What is being asked - Count the lines below that contain the word "glass", and reply with only that number.

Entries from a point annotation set

++++++

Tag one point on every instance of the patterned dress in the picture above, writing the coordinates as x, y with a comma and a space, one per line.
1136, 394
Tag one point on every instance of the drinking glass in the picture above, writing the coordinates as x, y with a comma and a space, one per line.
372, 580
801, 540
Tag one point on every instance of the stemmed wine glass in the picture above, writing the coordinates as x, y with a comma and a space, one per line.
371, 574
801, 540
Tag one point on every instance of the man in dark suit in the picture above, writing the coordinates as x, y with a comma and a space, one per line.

++++++

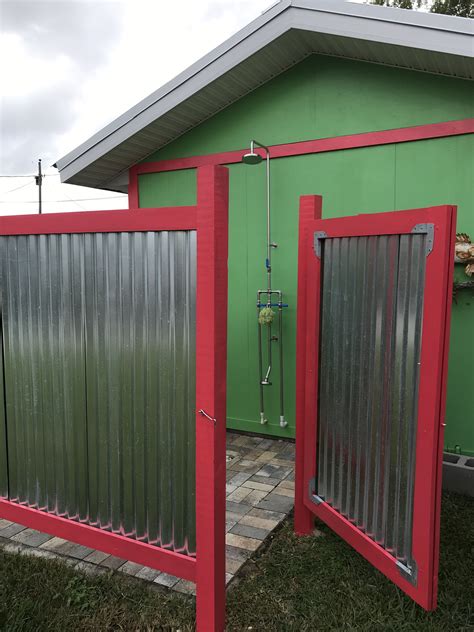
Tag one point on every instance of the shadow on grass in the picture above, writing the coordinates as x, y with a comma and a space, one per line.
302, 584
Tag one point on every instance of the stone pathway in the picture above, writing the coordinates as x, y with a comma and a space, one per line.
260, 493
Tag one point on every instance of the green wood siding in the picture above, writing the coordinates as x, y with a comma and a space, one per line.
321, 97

++++++

Complete response - 2